THE TASK: Only one span of the listing below is wanted: the lines from the one with "Target: white sneaker" through the one with "Target: paved sidewalk seam", reproduced exactly, both ends kept.
********************
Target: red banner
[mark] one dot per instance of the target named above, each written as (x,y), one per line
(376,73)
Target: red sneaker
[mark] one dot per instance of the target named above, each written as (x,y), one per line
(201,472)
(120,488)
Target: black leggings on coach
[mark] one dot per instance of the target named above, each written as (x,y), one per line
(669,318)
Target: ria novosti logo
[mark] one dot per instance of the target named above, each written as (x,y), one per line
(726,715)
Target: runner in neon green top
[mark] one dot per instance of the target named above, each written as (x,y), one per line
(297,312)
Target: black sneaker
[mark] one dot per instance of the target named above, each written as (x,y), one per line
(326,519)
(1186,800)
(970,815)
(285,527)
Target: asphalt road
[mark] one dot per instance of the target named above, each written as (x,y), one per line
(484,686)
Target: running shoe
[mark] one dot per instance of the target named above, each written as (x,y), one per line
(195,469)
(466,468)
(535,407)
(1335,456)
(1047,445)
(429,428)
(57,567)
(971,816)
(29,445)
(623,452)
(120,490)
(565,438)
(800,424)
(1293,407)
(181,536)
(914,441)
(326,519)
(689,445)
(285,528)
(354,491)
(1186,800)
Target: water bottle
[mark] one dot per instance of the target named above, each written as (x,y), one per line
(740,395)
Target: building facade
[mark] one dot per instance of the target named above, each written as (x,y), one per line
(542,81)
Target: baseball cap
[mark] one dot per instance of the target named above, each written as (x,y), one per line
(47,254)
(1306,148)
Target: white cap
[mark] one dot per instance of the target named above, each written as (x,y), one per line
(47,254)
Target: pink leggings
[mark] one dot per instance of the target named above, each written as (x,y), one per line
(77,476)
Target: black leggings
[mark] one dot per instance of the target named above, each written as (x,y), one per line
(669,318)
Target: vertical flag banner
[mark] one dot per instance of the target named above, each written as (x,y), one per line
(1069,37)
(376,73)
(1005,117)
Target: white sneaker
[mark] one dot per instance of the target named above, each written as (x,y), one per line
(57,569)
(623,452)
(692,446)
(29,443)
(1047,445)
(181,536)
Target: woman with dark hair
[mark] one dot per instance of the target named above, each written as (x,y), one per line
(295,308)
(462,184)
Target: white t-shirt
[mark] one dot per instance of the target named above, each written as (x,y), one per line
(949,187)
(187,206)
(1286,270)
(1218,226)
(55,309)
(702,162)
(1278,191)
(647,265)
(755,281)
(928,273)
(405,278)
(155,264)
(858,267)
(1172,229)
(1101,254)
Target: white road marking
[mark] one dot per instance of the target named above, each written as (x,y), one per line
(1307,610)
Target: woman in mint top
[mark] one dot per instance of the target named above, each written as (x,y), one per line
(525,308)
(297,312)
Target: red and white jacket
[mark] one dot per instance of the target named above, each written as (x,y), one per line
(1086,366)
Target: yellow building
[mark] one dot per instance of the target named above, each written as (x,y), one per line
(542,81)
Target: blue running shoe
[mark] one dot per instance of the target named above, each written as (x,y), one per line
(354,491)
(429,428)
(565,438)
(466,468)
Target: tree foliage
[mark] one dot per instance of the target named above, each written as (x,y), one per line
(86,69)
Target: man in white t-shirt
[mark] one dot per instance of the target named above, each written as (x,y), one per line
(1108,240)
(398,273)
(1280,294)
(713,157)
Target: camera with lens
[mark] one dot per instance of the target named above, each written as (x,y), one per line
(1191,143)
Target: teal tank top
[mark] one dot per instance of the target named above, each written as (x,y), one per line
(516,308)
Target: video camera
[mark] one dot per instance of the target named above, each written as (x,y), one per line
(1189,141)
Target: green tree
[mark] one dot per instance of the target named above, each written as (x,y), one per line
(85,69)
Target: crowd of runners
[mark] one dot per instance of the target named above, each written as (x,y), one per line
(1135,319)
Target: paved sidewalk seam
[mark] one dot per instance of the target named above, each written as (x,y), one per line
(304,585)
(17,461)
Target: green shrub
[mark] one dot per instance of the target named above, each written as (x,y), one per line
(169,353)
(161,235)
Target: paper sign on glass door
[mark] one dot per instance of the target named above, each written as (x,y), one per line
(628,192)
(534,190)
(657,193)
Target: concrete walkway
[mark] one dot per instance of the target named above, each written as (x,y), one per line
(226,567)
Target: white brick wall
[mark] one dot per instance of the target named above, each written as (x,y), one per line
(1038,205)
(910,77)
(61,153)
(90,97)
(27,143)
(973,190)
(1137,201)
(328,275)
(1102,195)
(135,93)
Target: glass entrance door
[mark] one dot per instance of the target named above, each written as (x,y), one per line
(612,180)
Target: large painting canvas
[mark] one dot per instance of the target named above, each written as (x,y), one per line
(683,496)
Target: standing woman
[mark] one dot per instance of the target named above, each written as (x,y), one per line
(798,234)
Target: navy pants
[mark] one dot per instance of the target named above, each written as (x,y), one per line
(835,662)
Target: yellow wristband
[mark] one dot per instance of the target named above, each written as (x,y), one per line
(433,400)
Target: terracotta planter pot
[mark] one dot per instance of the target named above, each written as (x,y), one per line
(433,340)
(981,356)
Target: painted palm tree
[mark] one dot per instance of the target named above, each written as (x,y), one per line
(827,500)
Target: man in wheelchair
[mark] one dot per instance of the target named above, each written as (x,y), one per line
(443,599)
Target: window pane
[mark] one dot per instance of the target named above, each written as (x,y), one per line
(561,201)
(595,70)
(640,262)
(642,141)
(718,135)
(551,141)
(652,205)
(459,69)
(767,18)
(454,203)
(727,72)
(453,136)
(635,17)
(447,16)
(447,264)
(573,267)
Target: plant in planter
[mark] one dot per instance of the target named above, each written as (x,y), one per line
********************
RESPONSE FOR THIS EXERCISE:
Target: white sneaker
[mark] one dot per instance of the target named above, each written as (x,y), one per line
(57,569)
(623,452)
(692,446)
(29,443)
(1047,445)
(181,536)
Target: woman with dark hair
[mark] one dot per instance of the target named above, each written as (x,y), one per line
(295,308)
(462,184)
Target: white t-shirt
[mark] one dot per instance of the target named above, each written as (x,y), one per line
(949,187)
(187,206)
(1286,270)
(1218,226)
(55,309)
(702,162)
(1278,191)
(647,265)
(755,281)
(928,273)
(405,278)
(155,264)
(858,267)
(1172,229)
(1101,254)
Target: white road marking
[mark] one dot per instance of the target named above, each written as (x,y), one per line
(1307,610)
Target: woman in mint top
[mark] one dot per instance of the target named above, each written as (x,y), one per line
(525,308)
(297,312)
Target: red and white jacket
[mark] one dot per instance of the target named above, each written as (x,y), one per line
(1086,366)
Target: yellow building
[mark] one dot per instance of the target named above, each written as (x,y), one per line
(542,81)
Target: blue running shoe
[mark] one dot per instance of the target named above, each written as (x,y), one per line
(354,491)
(429,428)
(565,438)
(466,468)
Target: tree foliage
[mark] one dot per instance of the target named above, each written as (x,y), one per line
(86,69)
Target: man in white t-shirt
[mark] one dot per instance of the target named above, each written as (x,y), one per line
(1108,240)
(398,273)
(1280,294)
(713,157)
Target: camera with lens
[mark] one dot per instance of the target named above, each written as (x,y), one per line
(1191,143)
Target: teal tank top
[mark] one dot per instance of the target named above, each written as (x,y), one per line
(516,308)
Target: video camera
[mark] one dot per instance of the target named above, each written as (x,y), one per line
(1189,141)
Target: green tree
[mark] one dot per instance of the target named above, each written as (x,y), one per line
(85,69)
Target: crowd of runners
[mark] one dot per instance of the target named above, each written as (x,y), one per line
(1135,319)
Target: paved sidewalk seam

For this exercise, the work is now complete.